Lines, not repeats, are what count: give the number of lines below that hold "front", and nothing more.

☆ ☆ ☆

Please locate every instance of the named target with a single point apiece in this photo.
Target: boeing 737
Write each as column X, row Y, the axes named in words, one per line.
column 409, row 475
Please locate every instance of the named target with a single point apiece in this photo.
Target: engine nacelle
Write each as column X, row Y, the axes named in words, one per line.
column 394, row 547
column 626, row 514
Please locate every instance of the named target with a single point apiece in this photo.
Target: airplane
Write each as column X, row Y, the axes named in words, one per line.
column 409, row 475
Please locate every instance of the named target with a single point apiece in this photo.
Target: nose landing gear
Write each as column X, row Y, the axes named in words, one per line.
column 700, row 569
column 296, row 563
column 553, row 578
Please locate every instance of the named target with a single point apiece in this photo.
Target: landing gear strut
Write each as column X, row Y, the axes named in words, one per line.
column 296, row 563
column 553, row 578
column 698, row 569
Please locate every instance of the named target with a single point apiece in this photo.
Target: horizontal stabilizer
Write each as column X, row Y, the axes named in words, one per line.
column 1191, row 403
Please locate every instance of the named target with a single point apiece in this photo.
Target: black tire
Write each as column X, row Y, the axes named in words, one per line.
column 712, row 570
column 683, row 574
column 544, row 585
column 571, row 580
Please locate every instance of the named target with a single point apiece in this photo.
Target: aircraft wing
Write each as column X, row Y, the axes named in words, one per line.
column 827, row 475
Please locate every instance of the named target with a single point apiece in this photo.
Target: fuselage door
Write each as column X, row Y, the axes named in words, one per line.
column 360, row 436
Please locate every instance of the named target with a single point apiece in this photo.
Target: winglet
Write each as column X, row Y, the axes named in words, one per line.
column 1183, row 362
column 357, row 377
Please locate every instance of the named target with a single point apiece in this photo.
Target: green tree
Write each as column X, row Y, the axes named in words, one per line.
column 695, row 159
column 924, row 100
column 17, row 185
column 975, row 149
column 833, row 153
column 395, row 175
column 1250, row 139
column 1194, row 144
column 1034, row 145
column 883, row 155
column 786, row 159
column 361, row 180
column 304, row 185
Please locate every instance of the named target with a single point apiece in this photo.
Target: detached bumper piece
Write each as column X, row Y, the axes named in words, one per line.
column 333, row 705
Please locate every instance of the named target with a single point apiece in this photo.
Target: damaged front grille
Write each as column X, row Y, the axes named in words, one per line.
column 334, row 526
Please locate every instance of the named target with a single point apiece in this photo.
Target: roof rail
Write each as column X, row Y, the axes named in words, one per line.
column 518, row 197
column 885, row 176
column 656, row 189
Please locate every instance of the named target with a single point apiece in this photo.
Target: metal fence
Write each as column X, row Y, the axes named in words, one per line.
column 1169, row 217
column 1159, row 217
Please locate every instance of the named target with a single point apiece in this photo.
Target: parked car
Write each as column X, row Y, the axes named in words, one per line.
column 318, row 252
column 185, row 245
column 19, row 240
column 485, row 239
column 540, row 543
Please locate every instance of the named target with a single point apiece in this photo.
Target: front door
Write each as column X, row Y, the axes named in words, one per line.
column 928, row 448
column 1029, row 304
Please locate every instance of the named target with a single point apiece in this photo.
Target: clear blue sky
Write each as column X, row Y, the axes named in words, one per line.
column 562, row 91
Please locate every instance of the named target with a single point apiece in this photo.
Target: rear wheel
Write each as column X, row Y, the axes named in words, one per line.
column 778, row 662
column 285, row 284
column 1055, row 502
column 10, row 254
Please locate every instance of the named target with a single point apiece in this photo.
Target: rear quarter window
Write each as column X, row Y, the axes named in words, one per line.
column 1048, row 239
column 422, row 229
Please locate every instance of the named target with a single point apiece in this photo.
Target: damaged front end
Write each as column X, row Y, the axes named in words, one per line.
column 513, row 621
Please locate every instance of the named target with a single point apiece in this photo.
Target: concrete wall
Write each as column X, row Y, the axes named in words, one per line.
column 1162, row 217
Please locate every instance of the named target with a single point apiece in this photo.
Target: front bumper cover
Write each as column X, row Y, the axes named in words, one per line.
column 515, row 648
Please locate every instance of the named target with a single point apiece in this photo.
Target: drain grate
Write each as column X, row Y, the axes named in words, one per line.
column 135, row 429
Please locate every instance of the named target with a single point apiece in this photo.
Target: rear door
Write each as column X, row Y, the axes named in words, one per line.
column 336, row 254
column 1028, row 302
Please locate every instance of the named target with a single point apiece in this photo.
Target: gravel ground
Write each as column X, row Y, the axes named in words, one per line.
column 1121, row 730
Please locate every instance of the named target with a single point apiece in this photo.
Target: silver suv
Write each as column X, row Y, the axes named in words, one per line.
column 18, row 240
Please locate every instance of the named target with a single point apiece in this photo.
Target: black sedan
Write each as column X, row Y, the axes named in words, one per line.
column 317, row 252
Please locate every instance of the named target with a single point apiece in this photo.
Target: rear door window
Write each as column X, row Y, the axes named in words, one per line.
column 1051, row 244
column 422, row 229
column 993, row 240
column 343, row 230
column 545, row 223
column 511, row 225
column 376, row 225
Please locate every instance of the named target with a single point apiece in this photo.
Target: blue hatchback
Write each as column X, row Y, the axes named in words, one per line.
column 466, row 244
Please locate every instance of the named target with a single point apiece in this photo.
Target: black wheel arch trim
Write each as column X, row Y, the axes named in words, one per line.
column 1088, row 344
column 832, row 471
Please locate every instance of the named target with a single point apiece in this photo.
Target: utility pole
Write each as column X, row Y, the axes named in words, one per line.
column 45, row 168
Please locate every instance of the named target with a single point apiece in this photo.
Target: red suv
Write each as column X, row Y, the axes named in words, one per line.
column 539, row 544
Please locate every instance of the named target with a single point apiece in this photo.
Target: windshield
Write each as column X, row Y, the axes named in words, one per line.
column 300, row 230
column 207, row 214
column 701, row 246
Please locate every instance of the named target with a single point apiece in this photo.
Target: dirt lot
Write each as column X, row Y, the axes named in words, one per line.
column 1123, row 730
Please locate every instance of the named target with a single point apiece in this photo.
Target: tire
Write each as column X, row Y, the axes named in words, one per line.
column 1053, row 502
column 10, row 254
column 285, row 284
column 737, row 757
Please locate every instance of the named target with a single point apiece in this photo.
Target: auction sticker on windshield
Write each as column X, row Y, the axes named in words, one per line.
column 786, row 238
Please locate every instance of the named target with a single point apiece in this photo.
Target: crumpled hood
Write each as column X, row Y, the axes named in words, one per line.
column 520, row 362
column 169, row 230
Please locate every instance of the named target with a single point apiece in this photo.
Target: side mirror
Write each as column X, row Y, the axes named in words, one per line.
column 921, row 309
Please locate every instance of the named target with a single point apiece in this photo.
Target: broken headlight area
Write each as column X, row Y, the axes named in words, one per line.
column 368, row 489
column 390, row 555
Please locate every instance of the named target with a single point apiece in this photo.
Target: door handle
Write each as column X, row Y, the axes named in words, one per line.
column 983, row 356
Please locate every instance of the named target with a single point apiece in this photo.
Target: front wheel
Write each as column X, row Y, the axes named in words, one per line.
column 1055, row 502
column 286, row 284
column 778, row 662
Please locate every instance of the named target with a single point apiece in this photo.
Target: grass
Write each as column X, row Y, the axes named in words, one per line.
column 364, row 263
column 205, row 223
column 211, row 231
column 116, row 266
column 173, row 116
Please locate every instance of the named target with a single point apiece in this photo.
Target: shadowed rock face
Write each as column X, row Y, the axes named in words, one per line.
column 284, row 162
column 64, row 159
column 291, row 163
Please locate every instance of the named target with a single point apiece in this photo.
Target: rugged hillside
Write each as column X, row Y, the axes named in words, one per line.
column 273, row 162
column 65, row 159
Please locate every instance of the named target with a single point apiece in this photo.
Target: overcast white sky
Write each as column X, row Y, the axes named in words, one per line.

☆ ☆ ☆

** EXERCISE ANSWER **
5